[Stored entries]
——————

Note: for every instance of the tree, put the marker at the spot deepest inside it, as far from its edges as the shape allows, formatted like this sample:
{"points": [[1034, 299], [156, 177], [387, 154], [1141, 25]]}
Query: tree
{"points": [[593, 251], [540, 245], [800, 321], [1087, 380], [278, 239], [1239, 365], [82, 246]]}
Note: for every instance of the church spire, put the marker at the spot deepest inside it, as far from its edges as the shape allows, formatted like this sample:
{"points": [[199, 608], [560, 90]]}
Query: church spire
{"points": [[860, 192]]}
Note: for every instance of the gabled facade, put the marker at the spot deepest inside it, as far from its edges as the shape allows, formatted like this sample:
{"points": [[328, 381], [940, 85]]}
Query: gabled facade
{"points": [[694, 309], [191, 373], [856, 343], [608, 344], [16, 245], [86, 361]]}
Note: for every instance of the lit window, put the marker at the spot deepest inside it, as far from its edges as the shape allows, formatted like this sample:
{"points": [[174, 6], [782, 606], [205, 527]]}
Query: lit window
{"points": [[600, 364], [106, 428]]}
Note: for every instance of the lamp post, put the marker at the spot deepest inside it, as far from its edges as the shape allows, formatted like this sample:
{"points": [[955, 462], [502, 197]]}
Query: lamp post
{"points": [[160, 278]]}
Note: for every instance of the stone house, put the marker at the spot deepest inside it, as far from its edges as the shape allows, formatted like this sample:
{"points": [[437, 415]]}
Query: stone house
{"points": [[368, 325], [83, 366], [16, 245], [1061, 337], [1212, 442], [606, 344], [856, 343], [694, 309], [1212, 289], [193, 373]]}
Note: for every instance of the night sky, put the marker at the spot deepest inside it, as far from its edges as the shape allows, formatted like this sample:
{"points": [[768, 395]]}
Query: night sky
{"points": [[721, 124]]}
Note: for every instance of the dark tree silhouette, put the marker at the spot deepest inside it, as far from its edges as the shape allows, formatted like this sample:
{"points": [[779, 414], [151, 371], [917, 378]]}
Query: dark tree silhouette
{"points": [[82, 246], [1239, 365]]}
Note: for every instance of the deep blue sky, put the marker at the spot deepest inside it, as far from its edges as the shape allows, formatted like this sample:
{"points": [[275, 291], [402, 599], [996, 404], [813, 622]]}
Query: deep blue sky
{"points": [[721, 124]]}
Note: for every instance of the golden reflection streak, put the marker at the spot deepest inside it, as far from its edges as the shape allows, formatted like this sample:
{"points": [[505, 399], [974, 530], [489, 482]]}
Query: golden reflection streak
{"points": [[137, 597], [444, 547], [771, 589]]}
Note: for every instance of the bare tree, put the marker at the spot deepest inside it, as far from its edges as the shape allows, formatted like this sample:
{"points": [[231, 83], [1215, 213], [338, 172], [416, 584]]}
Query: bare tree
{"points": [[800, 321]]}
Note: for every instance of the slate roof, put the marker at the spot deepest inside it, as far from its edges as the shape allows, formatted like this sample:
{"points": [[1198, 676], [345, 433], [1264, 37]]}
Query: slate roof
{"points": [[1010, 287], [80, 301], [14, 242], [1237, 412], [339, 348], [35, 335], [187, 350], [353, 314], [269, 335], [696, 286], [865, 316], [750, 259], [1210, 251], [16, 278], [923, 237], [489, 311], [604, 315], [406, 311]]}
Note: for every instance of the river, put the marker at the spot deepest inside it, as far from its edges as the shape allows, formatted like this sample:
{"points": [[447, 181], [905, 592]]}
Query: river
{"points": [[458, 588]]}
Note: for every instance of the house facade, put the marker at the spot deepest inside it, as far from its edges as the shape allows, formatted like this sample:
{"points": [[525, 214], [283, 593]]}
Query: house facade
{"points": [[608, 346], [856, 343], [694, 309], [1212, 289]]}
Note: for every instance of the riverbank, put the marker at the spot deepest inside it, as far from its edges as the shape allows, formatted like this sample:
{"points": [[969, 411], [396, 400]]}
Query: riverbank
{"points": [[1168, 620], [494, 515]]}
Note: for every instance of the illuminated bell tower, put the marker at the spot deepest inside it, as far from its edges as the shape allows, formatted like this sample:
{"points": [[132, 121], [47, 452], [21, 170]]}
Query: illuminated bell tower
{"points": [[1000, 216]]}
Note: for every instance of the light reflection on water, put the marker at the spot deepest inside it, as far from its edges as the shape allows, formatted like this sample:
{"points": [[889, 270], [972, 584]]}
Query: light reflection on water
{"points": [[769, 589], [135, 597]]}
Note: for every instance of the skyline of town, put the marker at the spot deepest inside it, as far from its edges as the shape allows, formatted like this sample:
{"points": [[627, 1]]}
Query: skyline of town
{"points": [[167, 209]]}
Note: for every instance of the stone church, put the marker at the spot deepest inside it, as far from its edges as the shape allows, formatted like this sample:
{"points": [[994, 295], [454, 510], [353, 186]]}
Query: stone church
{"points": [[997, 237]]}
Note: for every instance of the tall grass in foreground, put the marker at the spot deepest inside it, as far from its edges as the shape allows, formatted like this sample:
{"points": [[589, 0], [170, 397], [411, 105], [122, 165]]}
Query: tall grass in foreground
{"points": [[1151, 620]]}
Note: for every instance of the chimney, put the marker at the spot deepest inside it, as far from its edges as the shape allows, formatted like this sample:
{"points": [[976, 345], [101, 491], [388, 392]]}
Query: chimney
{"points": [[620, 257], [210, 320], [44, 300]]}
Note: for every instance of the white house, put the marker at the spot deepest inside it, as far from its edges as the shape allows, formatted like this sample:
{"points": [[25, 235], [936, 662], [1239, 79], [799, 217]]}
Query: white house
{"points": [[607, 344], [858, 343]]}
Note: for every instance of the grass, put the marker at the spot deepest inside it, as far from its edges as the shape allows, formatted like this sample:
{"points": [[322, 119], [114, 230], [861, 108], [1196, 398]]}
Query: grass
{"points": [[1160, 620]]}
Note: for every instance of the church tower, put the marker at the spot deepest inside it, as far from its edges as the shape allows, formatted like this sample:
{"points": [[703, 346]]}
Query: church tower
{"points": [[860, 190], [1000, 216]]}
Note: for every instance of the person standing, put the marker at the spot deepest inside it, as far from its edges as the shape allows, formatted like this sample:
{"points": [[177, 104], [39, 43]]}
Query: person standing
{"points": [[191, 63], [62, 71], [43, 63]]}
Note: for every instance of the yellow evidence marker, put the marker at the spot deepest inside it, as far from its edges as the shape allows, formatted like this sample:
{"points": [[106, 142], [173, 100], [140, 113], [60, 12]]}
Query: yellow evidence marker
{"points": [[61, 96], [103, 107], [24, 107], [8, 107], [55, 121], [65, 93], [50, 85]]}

——————

ASSIGNMENT. All lines in the data above from the one with "Query: dark tree silhouette" through the one with "Note: for every instance of the deep" must be repeated exactly, and no others.

RESPONSE TO THIS TASK.
Query: dark tree silhouette
{"points": [[82, 246], [1239, 365]]}
Note: for every instance of the deep blue sky, put the marker at the spot deepest inside it, as far from its edges as the shape allows, formatted like this sample:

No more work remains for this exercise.